**TEXT EXTRACT:**
▼▼▼
Also, although a Russian public enterprise having a certain minimum number of shareholders is required by law to contract out the maintenance of its shareholder register to an independent entity that meets certain criteria, this regulation has not always been strictly enforced in practice. Because of this lack of independence, management of a company may be able to exert considerable influence over who can purchase and sell the company’s shares by illegally instructing the registrar to refuse to record transactions in the share register.

In addition, as a result of recent political and military actions undertaken by Russia, the United States and the European Union have instituted sanctions against certain Russian officials and Bank Rossiya. These sanctions and any additional sanctions or other intergovernmental actions that may be undertaken against Russia in the future may result in the devaluation of Russian currency, a downgrade in the country’s credit rating, and a decline in the value and liquidity of Russian securities. Such actions could result in a freeze of Russian securities, impairing the ability of a fund to buy, sell, receive, or deliver those securities. Retaliatory action by the Russian government could involve the seizure of U.S. and/or European residents’ assets, and any such actions are likely to impair the value and liquidity of such assets. Any or all of these potential results could have an adverse/recessionary effect on Russia’s economy. All of these factors could have a negative effect on the performance of Funds that have significant exposure to Russia.
▲▲▲
**EXERCISE INSTRUCTIONS:** Render this sentence from the passage on Russian investment risks in Spanish: "Such actions could result in a freeze of Russian securities, impairing the ability of a fund to buy, sell, receive, or deliver those securities."

Saved entries:
▼▼▼
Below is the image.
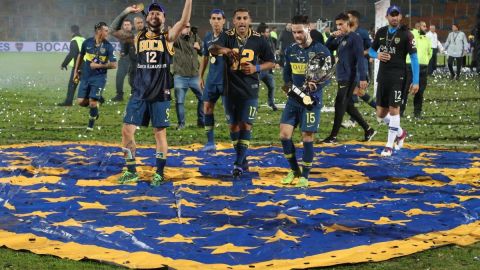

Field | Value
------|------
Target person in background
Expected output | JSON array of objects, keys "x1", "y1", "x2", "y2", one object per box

[
  {"x1": 445, "y1": 24, "x2": 468, "y2": 81},
  {"x1": 257, "y1": 24, "x2": 278, "y2": 111},
  {"x1": 400, "y1": 21, "x2": 432, "y2": 119},
  {"x1": 110, "y1": 19, "x2": 133, "y2": 101},
  {"x1": 173, "y1": 23, "x2": 205, "y2": 130},
  {"x1": 57, "y1": 25, "x2": 85, "y2": 106}
]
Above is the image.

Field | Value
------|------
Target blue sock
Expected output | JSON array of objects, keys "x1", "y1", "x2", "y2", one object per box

[
  {"x1": 235, "y1": 130, "x2": 252, "y2": 165},
  {"x1": 302, "y1": 142, "x2": 314, "y2": 179},
  {"x1": 155, "y1": 152, "x2": 167, "y2": 176},
  {"x1": 282, "y1": 139, "x2": 300, "y2": 172},
  {"x1": 125, "y1": 158, "x2": 137, "y2": 173},
  {"x1": 205, "y1": 114, "x2": 215, "y2": 144},
  {"x1": 88, "y1": 107, "x2": 98, "y2": 128},
  {"x1": 230, "y1": 131, "x2": 240, "y2": 153},
  {"x1": 362, "y1": 93, "x2": 377, "y2": 108}
]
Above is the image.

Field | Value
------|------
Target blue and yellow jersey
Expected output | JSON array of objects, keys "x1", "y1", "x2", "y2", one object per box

[
  {"x1": 133, "y1": 30, "x2": 174, "y2": 101},
  {"x1": 80, "y1": 37, "x2": 117, "y2": 78},
  {"x1": 214, "y1": 29, "x2": 275, "y2": 100},
  {"x1": 283, "y1": 41, "x2": 330, "y2": 97},
  {"x1": 202, "y1": 32, "x2": 225, "y2": 84}
]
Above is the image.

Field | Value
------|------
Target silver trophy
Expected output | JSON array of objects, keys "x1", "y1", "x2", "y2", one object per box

[{"x1": 287, "y1": 52, "x2": 335, "y2": 110}]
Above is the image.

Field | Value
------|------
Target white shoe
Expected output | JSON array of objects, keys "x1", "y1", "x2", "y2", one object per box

[
  {"x1": 395, "y1": 129, "x2": 407, "y2": 150},
  {"x1": 380, "y1": 147, "x2": 393, "y2": 157},
  {"x1": 342, "y1": 119, "x2": 357, "y2": 128}
]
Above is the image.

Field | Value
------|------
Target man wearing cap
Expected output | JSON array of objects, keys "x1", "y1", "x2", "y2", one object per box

[
  {"x1": 74, "y1": 22, "x2": 117, "y2": 131},
  {"x1": 400, "y1": 21, "x2": 432, "y2": 119},
  {"x1": 173, "y1": 23, "x2": 205, "y2": 130},
  {"x1": 209, "y1": 8, "x2": 275, "y2": 178},
  {"x1": 57, "y1": 25, "x2": 85, "y2": 106},
  {"x1": 115, "y1": 0, "x2": 192, "y2": 186},
  {"x1": 199, "y1": 9, "x2": 225, "y2": 152},
  {"x1": 369, "y1": 5, "x2": 419, "y2": 157}
]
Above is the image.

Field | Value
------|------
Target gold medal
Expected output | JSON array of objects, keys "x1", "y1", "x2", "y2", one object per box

[{"x1": 303, "y1": 96, "x2": 313, "y2": 105}]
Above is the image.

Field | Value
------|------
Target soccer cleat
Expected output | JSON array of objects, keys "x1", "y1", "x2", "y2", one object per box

[
  {"x1": 200, "y1": 143, "x2": 217, "y2": 152},
  {"x1": 242, "y1": 159, "x2": 250, "y2": 172},
  {"x1": 380, "y1": 147, "x2": 393, "y2": 157},
  {"x1": 342, "y1": 120, "x2": 357, "y2": 128},
  {"x1": 322, "y1": 136, "x2": 338, "y2": 144},
  {"x1": 281, "y1": 170, "x2": 300, "y2": 185},
  {"x1": 295, "y1": 176, "x2": 308, "y2": 188},
  {"x1": 232, "y1": 165, "x2": 243, "y2": 178},
  {"x1": 150, "y1": 173, "x2": 165, "y2": 187},
  {"x1": 363, "y1": 128, "x2": 377, "y2": 142},
  {"x1": 110, "y1": 95, "x2": 123, "y2": 101},
  {"x1": 395, "y1": 129, "x2": 407, "y2": 150},
  {"x1": 118, "y1": 171, "x2": 138, "y2": 184}
]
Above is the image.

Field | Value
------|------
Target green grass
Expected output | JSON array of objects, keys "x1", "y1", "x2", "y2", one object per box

[{"x1": 0, "y1": 53, "x2": 480, "y2": 269}]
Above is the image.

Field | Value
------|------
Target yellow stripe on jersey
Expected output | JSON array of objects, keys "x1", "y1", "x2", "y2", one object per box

[
  {"x1": 83, "y1": 53, "x2": 107, "y2": 63},
  {"x1": 290, "y1": 63, "x2": 307, "y2": 75}
]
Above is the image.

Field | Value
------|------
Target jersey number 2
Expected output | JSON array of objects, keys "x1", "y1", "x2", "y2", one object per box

[{"x1": 146, "y1": 52, "x2": 157, "y2": 64}]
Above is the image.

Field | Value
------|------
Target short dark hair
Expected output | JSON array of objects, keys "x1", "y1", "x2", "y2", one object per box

[
  {"x1": 257, "y1": 24, "x2": 270, "y2": 34},
  {"x1": 70, "y1": 24, "x2": 80, "y2": 35},
  {"x1": 335, "y1": 12, "x2": 350, "y2": 22},
  {"x1": 94, "y1": 22, "x2": 108, "y2": 31},
  {"x1": 233, "y1": 8, "x2": 250, "y2": 17},
  {"x1": 347, "y1": 10, "x2": 362, "y2": 20},
  {"x1": 292, "y1": 15, "x2": 310, "y2": 24}
]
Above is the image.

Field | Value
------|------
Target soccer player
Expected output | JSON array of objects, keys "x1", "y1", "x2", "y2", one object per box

[
  {"x1": 110, "y1": 19, "x2": 133, "y2": 101},
  {"x1": 342, "y1": 10, "x2": 377, "y2": 128},
  {"x1": 369, "y1": 5, "x2": 419, "y2": 157},
  {"x1": 323, "y1": 13, "x2": 377, "y2": 143},
  {"x1": 115, "y1": 0, "x2": 192, "y2": 186},
  {"x1": 209, "y1": 8, "x2": 275, "y2": 178},
  {"x1": 280, "y1": 15, "x2": 330, "y2": 187},
  {"x1": 199, "y1": 9, "x2": 225, "y2": 151},
  {"x1": 74, "y1": 22, "x2": 117, "y2": 131}
]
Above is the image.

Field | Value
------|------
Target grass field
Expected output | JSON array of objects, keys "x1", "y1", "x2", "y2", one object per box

[{"x1": 0, "y1": 53, "x2": 480, "y2": 269}]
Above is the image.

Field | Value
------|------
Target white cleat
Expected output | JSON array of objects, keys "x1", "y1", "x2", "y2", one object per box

[
  {"x1": 342, "y1": 119, "x2": 357, "y2": 128},
  {"x1": 395, "y1": 129, "x2": 407, "y2": 150},
  {"x1": 380, "y1": 147, "x2": 393, "y2": 157}
]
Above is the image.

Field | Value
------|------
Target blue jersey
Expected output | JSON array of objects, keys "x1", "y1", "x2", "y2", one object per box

[
  {"x1": 80, "y1": 37, "x2": 117, "y2": 78},
  {"x1": 283, "y1": 41, "x2": 330, "y2": 99},
  {"x1": 133, "y1": 30, "x2": 173, "y2": 101},
  {"x1": 202, "y1": 32, "x2": 225, "y2": 85},
  {"x1": 326, "y1": 32, "x2": 367, "y2": 81},
  {"x1": 215, "y1": 29, "x2": 275, "y2": 100},
  {"x1": 355, "y1": 28, "x2": 372, "y2": 51}
]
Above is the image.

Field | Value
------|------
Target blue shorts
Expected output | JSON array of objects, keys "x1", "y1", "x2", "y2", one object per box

[
  {"x1": 77, "y1": 77, "x2": 107, "y2": 100},
  {"x1": 280, "y1": 98, "x2": 322, "y2": 133},
  {"x1": 223, "y1": 97, "x2": 258, "y2": 125},
  {"x1": 123, "y1": 96, "x2": 170, "y2": 128},
  {"x1": 202, "y1": 82, "x2": 223, "y2": 103}
]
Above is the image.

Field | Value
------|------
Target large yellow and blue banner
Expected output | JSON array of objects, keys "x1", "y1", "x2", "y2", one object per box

[{"x1": 0, "y1": 143, "x2": 480, "y2": 269}]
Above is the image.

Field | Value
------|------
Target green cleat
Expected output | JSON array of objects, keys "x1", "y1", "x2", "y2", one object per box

[
  {"x1": 150, "y1": 173, "x2": 165, "y2": 187},
  {"x1": 295, "y1": 176, "x2": 308, "y2": 188},
  {"x1": 118, "y1": 171, "x2": 138, "y2": 184},
  {"x1": 282, "y1": 170, "x2": 299, "y2": 185}
]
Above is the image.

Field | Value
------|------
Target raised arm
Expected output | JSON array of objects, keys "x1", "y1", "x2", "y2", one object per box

[{"x1": 167, "y1": 0, "x2": 192, "y2": 42}]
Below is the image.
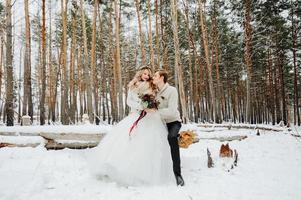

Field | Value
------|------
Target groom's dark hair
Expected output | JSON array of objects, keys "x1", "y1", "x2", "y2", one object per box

[{"x1": 158, "y1": 69, "x2": 168, "y2": 83}]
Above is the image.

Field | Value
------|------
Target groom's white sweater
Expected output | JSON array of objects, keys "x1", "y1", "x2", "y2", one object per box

[{"x1": 156, "y1": 83, "x2": 181, "y2": 123}]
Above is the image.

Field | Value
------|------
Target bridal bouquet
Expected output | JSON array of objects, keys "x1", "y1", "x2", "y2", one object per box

[
  {"x1": 178, "y1": 130, "x2": 198, "y2": 148},
  {"x1": 129, "y1": 94, "x2": 160, "y2": 135},
  {"x1": 139, "y1": 94, "x2": 160, "y2": 109}
]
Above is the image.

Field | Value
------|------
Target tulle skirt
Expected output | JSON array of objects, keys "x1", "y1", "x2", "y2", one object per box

[{"x1": 91, "y1": 113, "x2": 175, "y2": 186}]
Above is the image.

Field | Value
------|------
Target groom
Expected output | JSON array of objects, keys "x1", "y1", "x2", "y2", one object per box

[{"x1": 153, "y1": 70, "x2": 184, "y2": 186}]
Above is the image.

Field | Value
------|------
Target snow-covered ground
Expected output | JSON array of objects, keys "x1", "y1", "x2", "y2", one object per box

[{"x1": 0, "y1": 125, "x2": 301, "y2": 200}]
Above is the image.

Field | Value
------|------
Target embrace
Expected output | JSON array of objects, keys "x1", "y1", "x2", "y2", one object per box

[{"x1": 89, "y1": 67, "x2": 184, "y2": 186}]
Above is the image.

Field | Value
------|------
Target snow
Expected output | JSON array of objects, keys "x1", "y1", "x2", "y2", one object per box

[{"x1": 0, "y1": 125, "x2": 301, "y2": 200}]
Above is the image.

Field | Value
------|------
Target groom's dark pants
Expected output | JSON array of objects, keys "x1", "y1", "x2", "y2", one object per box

[{"x1": 166, "y1": 121, "x2": 182, "y2": 176}]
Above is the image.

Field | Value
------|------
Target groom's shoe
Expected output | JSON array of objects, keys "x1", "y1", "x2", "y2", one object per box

[{"x1": 176, "y1": 175, "x2": 185, "y2": 186}]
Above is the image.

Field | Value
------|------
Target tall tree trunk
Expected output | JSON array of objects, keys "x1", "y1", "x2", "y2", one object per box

[
  {"x1": 171, "y1": 0, "x2": 188, "y2": 123},
  {"x1": 244, "y1": 0, "x2": 253, "y2": 123},
  {"x1": 155, "y1": 0, "x2": 161, "y2": 67},
  {"x1": 199, "y1": 0, "x2": 216, "y2": 122},
  {"x1": 184, "y1": 0, "x2": 197, "y2": 122},
  {"x1": 135, "y1": 0, "x2": 145, "y2": 65},
  {"x1": 291, "y1": 5, "x2": 301, "y2": 126},
  {"x1": 69, "y1": 1, "x2": 78, "y2": 123},
  {"x1": 108, "y1": 3, "x2": 118, "y2": 123},
  {"x1": 80, "y1": 0, "x2": 93, "y2": 123},
  {"x1": 5, "y1": 0, "x2": 14, "y2": 126},
  {"x1": 147, "y1": 0, "x2": 155, "y2": 71},
  {"x1": 211, "y1": 0, "x2": 223, "y2": 123},
  {"x1": 40, "y1": 0, "x2": 46, "y2": 125},
  {"x1": 22, "y1": 0, "x2": 33, "y2": 121},
  {"x1": 0, "y1": 34, "x2": 3, "y2": 111},
  {"x1": 60, "y1": 0, "x2": 68, "y2": 125},
  {"x1": 91, "y1": 0, "x2": 99, "y2": 125},
  {"x1": 114, "y1": 0, "x2": 124, "y2": 120},
  {"x1": 47, "y1": 0, "x2": 55, "y2": 124}
]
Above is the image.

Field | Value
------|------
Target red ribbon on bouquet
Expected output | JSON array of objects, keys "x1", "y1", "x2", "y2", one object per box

[{"x1": 129, "y1": 110, "x2": 147, "y2": 136}]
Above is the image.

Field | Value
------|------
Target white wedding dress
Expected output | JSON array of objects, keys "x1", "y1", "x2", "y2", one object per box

[{"x1": 91, "y1": 82, "x2": 175, "y2": 186}]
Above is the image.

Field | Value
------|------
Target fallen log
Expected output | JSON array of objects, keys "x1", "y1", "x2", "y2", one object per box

[
  {"x1": 197, "y1": 124, "x2": 285, "y2": 132},
  {"x1": 0, "y1": 142, "x2": 40, "y2": 148},
  {"x1": 199, "y1": 135, "x2": 248, "y2": 142},
  {"x1": 39, "y1": 133, "x2": 105, "y2": 142},
  {"x1": 291, "y1": 134, "x2": 301, "y2": 138},
  {"x1": 45, "y1": 140, "x2": 99, "y2": 150}
]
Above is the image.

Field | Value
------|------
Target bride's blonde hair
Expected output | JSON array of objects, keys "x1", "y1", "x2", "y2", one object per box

[{"x1": 128, "y1": 65, "x2": 156, "y2": 90}]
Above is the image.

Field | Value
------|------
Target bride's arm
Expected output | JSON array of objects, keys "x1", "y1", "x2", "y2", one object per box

[{"x1": 126, "y1": 90, "x2": 143, "y2": 110}]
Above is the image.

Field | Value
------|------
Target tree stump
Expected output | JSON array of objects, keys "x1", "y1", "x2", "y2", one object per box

[
  {"x1": 207, "y1": 148, "x2": 214, "y2": 168},
  {"x1": 219, "y1": 143, "x2": 233, "y2": 158}
]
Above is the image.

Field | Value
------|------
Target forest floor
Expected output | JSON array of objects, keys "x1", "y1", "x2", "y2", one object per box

[{"x1": 0, "y1": 124, "x2": 301, "y2": 200}]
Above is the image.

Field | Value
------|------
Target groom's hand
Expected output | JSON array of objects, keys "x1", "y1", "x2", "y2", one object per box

[{"x1": 144, "y1": 108, "x2": 157, "y2": 113}]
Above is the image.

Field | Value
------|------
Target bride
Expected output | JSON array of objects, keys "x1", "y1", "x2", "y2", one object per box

[{"x1": 92, "y1": 67, "x2": 174, "y2": 186}]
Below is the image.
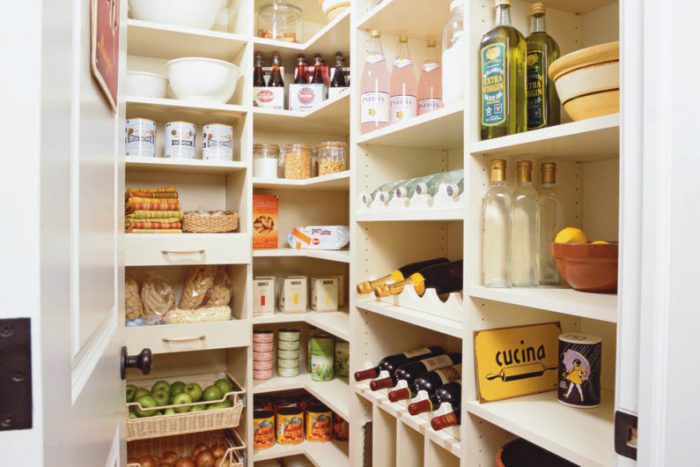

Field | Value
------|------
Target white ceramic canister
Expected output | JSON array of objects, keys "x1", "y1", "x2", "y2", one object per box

[
  {"x1": 164, "y1": 122, "x2": 197, "y2": 159},
  {"x1": 126, "y1": 118, "x2": 156, "y2": 157},
  {"x1": 202, "y1": 123, "x2": 233, "y2": 161}
]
▲▲▲
**ANSWER FOR THIS EXERCISE:** Tales medidas podrían dar lugar a la congelación de los valores rusos, lo que perjudicaría la capacidad de un fondo para comprar, vender, recibir o entregar dichos valores.